**Problems to work on**
1 > Reproduce part of the artillery band passage word for word. Begin at the words "Band of the CMD" and stop after "Army Music Command.".
2 > Answer these questions from the artillery band passage:
(a) To what year do the band's roots date back?
(b) What name has the band held since 1 August 2016?
(c) How many people attend the Concert of the Military Governor of Lyon?
3 > Continue the artillery band passage from its final sentence.

**Source document**

____

The band performs in different formations:
 Parade Band (including a Fanfare band and drummers at the front ranks)
 Concert Band
 Dixieland Band
 Small ensembles (quartets, quintet, wind ensemble, and brass ensemble)

The small ensembles also organize gala evenings and concerts for the benefit of civil and military authorities.

History

Lineage
The band has roots that date back to 1759.

Band of GMR5 (Grouping of Regional Means No. 5)
Band of the CMD (Circonscription Militaire de Défense)
Band of the 22nd Infantry Regiment
Band of the 22nd Infantry Battalion
Band of the Army Sud-Est Region
Infantry Band (?-1 August 2016)
Artillery Band (1 August 2016-Present)

When it took its current name, it then was integrated into the Army Music Command.

Notable activities
The Musique de L’Artillerie gives the Concert of the Military Governor of Lyon every year, for the benefit of army casualties in front of a parterre of 2000 people.

____

**Given material**
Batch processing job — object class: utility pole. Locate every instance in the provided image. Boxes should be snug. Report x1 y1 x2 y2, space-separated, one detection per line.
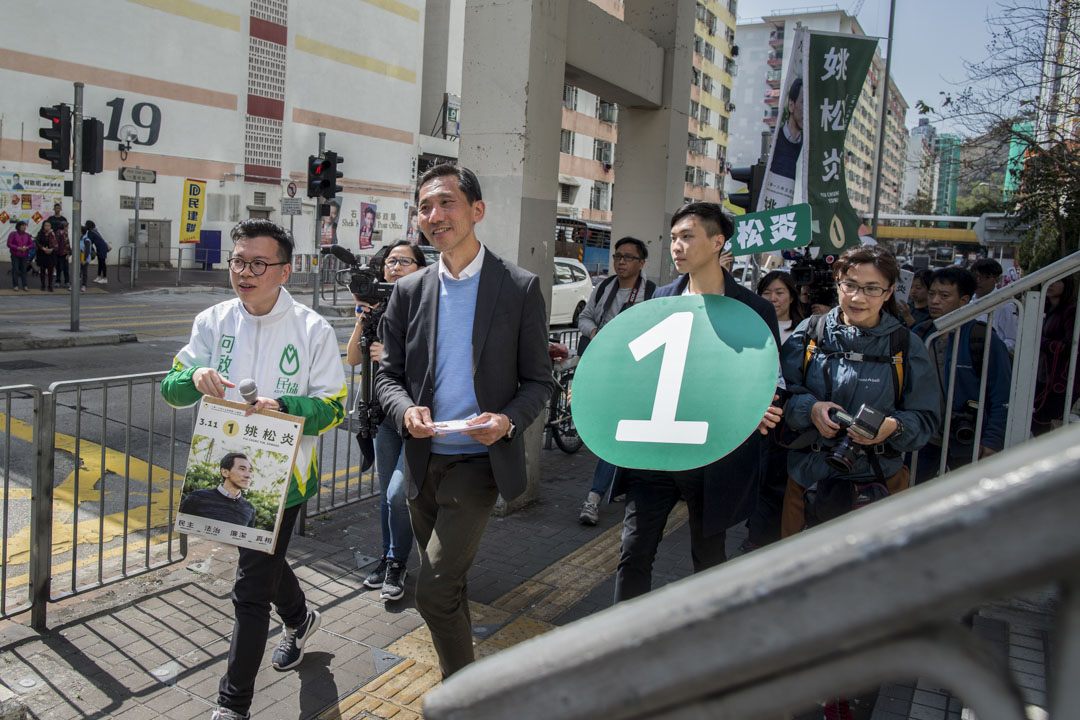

____

**Results by task**
1 >
Band of the CMD (Circonscription Militaire de Défense)
Band of the 22nd Infantry Regiment
Band of the 22nd Infantry Battalion
Band of the Army Sud-Est Region
Infantry Band (?-1 August 2016)
Artillery Band (1 August 2016-Present)

When it took its current name, it then was integrated into the Army Music Command.

2 >
(a) 1759
(b) Artillery Band
(c) 2000

3 >
In August 2011, it took part in the Ystad International Military Tattoo.
In June 2013, it took part in the Sevastopol International Arts Festival.
In January 2016, the band accompanied a ceremonial contingent from the 35th Infantry Regiment on the Rajpath in New Delhi for the 67th Indian Republic Day parade.
In July 2019, the band took part in the Royal Edinburgh Military Tattoo.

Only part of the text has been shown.